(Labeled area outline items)
──────────
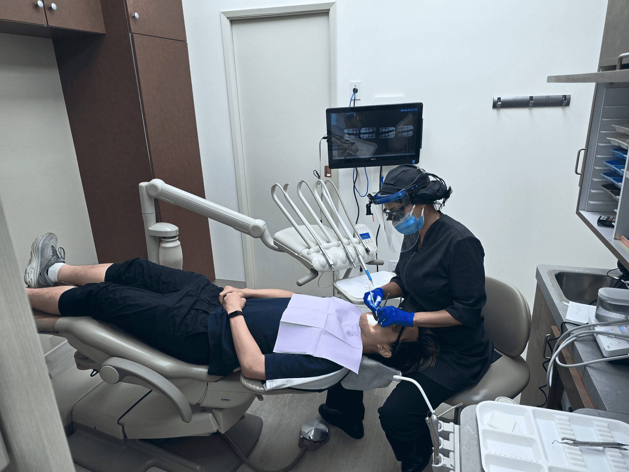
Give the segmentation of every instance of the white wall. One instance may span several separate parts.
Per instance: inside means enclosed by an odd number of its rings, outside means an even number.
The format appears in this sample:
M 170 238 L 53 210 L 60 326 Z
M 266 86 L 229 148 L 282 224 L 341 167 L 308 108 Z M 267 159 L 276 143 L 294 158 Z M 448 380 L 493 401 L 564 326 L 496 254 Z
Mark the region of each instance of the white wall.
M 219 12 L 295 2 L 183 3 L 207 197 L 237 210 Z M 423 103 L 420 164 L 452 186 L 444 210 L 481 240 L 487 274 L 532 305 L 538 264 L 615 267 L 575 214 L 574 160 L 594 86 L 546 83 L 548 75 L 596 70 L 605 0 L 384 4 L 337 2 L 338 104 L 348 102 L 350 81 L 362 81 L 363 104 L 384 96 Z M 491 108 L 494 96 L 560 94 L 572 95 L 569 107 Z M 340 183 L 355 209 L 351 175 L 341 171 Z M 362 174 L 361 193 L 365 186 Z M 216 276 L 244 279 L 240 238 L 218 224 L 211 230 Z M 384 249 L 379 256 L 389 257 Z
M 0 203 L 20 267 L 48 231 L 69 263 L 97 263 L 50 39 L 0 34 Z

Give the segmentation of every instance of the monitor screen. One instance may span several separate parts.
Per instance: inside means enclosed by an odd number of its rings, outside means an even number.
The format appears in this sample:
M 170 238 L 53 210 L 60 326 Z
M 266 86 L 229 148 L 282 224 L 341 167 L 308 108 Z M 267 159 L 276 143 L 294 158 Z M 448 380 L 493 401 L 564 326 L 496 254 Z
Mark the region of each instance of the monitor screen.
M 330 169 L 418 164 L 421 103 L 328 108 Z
──────────
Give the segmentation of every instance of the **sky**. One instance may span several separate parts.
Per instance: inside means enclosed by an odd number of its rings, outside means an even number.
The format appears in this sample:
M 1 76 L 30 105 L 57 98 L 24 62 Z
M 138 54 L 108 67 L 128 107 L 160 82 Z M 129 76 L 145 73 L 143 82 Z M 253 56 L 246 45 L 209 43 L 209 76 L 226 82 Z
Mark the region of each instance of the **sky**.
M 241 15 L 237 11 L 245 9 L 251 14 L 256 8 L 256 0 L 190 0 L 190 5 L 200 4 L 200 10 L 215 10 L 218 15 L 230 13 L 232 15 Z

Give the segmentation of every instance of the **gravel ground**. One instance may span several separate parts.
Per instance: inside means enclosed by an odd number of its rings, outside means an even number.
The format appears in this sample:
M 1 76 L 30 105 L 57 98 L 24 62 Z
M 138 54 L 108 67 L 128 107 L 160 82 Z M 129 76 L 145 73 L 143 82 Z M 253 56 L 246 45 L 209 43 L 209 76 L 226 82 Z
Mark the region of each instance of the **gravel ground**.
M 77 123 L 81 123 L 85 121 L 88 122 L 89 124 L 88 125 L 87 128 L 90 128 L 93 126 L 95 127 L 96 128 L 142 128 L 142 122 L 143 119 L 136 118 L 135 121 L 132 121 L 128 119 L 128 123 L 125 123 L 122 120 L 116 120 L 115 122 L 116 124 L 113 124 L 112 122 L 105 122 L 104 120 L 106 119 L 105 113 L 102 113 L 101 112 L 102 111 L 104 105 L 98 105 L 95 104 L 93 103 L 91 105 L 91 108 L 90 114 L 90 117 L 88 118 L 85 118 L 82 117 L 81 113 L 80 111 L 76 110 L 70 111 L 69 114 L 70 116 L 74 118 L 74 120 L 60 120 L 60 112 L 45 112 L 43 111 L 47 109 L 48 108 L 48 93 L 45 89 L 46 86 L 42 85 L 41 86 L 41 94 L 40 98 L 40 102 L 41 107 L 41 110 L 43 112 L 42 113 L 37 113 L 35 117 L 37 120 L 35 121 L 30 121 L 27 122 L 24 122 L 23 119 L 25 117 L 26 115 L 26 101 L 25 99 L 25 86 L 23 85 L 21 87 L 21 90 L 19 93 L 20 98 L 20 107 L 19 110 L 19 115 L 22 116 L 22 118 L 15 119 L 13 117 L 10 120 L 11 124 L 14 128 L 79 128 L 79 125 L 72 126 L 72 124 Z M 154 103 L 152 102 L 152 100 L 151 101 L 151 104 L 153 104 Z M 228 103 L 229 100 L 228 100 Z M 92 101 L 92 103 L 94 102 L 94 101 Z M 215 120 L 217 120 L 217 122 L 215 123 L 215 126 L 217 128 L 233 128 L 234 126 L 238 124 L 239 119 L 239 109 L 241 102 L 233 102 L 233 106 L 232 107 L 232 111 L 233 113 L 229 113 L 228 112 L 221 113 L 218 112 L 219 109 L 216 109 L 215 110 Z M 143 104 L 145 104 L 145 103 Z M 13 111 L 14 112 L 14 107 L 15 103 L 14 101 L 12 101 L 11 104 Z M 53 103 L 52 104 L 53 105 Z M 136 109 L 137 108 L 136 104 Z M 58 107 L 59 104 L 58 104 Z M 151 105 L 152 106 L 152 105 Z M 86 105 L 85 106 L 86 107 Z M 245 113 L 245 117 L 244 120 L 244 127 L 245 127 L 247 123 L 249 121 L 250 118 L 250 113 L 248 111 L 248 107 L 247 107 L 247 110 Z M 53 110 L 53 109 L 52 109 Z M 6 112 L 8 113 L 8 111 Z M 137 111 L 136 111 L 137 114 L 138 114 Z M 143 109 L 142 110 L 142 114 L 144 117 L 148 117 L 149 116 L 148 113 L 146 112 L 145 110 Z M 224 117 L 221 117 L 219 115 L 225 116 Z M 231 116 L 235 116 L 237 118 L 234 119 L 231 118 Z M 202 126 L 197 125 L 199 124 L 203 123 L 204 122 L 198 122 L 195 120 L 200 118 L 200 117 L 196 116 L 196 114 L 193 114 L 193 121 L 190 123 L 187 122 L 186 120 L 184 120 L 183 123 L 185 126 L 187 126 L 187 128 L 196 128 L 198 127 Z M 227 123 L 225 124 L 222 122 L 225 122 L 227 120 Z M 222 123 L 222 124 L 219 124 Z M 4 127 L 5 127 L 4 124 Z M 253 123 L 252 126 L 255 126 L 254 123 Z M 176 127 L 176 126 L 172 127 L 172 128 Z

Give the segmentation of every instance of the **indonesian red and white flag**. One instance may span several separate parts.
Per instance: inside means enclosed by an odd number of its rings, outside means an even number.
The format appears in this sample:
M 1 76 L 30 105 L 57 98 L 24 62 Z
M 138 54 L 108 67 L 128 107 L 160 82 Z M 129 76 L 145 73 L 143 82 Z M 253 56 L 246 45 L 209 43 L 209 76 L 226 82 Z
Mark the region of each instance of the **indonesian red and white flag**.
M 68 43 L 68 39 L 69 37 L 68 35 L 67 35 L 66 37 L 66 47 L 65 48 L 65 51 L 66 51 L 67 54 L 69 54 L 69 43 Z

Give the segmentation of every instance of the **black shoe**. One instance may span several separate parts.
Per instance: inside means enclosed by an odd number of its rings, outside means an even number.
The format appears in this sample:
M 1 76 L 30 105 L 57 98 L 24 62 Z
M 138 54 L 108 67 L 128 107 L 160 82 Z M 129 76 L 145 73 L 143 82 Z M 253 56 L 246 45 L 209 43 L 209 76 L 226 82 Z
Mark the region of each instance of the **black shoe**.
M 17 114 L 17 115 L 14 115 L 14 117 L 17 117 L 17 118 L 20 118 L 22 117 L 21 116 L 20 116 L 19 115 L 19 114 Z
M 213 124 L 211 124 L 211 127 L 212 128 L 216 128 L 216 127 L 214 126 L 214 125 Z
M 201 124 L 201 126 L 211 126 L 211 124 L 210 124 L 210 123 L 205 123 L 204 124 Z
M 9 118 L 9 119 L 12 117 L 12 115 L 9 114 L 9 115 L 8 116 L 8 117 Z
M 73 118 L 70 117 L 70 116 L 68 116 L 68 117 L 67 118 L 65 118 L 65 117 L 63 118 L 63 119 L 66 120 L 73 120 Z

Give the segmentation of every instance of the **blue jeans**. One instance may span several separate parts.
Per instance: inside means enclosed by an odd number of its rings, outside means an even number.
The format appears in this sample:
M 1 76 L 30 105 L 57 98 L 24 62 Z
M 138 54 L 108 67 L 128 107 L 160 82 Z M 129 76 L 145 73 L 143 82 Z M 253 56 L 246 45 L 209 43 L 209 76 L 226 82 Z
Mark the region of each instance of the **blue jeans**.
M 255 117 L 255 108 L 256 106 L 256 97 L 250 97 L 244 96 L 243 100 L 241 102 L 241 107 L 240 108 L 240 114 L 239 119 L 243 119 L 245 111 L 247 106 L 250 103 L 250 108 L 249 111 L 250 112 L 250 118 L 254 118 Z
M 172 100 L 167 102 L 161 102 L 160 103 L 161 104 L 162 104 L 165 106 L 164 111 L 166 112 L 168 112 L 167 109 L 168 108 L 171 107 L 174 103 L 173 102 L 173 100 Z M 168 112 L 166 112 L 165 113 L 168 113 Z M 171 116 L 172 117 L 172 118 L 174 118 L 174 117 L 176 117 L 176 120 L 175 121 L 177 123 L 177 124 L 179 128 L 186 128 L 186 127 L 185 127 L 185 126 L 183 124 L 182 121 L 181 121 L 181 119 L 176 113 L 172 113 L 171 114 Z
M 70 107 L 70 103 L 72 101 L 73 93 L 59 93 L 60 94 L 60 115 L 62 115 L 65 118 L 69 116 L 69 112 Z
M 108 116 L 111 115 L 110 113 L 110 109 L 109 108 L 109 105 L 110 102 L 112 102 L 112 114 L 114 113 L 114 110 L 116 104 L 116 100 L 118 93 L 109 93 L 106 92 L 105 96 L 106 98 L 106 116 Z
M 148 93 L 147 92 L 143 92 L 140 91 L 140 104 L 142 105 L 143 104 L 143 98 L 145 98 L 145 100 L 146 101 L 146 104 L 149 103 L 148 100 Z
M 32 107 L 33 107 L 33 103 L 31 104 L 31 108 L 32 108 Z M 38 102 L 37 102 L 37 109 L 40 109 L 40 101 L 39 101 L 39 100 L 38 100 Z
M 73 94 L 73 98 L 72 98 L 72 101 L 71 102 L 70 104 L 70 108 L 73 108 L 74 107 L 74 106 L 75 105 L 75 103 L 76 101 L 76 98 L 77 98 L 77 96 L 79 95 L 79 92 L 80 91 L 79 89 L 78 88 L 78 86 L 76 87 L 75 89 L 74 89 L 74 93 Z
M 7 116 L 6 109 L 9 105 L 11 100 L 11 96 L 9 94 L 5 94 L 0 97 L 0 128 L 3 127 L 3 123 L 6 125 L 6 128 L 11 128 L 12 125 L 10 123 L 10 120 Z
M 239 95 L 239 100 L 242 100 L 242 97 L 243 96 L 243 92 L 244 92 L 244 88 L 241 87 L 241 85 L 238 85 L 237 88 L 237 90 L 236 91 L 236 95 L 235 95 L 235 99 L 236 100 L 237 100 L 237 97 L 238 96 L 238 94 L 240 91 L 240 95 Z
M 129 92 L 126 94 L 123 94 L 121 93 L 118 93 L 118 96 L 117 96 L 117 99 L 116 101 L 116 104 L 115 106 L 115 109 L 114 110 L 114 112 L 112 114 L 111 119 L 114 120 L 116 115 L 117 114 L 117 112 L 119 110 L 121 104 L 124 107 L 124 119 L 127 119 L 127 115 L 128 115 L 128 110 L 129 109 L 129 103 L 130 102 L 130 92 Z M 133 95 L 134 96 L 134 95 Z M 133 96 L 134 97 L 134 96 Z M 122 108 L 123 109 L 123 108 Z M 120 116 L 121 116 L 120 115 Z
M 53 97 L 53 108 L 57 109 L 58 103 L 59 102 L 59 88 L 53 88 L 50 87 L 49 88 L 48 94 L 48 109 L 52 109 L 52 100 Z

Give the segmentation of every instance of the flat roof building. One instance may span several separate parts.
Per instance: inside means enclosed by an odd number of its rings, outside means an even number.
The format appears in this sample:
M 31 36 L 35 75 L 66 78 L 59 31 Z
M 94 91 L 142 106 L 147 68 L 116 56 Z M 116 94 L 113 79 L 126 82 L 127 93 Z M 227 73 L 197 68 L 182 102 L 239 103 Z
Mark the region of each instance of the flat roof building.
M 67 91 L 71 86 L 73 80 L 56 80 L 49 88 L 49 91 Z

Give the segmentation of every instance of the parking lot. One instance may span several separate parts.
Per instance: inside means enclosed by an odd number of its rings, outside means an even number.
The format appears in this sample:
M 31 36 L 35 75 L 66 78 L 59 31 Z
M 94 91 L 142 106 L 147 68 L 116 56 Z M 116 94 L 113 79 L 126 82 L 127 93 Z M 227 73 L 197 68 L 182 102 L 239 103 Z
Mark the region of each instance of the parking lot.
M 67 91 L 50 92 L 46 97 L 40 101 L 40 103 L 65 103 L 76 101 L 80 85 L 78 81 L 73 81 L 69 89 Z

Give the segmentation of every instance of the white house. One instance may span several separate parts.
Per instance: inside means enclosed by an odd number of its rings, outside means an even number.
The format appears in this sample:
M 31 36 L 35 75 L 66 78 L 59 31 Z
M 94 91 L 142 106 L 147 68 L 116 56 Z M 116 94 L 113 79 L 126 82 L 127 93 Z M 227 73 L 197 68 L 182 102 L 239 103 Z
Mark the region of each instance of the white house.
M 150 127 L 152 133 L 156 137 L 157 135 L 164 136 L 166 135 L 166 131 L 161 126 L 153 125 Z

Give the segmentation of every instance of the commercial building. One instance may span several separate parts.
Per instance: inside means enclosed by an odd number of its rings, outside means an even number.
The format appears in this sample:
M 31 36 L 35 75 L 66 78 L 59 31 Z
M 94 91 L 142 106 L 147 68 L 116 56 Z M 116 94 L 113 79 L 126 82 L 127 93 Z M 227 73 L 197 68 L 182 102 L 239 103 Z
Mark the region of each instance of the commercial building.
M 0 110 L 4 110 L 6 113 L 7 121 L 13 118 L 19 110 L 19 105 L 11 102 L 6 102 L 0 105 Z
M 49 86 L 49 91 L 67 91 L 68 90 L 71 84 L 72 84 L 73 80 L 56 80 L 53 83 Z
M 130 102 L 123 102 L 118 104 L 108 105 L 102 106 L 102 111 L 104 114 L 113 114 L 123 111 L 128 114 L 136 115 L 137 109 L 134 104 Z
──────────
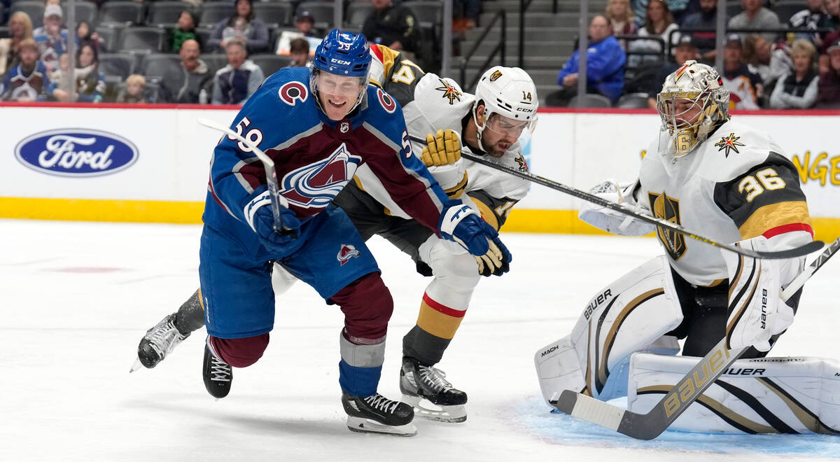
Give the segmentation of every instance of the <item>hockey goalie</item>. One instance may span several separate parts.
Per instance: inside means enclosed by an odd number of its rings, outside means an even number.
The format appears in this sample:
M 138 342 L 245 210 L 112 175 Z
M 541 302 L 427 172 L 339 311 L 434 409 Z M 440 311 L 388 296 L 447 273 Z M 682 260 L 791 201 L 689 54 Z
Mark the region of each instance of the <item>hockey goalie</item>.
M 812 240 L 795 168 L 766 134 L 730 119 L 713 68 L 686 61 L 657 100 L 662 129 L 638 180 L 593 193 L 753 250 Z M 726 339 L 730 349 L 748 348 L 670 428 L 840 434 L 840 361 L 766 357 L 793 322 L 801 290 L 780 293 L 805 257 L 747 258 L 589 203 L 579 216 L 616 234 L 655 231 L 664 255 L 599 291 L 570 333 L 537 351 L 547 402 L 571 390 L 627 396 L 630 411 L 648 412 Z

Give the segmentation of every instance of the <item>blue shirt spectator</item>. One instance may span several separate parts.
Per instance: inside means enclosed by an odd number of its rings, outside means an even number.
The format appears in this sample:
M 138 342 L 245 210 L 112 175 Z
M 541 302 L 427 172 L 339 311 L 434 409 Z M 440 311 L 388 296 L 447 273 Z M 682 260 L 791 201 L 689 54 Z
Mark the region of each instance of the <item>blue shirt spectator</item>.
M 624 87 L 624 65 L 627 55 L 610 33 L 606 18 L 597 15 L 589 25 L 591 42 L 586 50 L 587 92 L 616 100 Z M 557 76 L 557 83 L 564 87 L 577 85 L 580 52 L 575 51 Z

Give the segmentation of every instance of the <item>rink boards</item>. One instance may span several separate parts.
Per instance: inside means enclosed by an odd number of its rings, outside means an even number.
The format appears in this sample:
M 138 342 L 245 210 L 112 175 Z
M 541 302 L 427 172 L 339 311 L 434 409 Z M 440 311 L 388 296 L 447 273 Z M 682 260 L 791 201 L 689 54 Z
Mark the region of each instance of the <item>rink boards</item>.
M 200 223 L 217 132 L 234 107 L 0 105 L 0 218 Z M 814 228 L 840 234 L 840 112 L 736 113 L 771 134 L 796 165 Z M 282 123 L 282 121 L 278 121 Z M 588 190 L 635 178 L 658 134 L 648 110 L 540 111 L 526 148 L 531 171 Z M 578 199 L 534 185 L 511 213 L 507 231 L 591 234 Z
──────────
Print the stretch of lines from the line containing "Give the segmentation of every instance of the **gravel" through the line containing "Mark the region of each instance of the **gravel" exactly, with both of those lines included.

Reply:
Give the segmentation of every instance of the **gravel ground**. One instance may span several separate parts.
Per instance: inside means enclosed by an odd number of its rings, outside means an even number.
The format appears in this sample:
M 1 76 L 30 105 L 57 98 L 24 62 Z
M 138 54 L 108 67 L 128 107 L 160 82 Z M 129 76 L 145 73 L 143 82 Z M 253 56 L 246 45 L 209 43 L 209 76 L 226 82 Z
Mark the region of each instance of the **gravel ground**.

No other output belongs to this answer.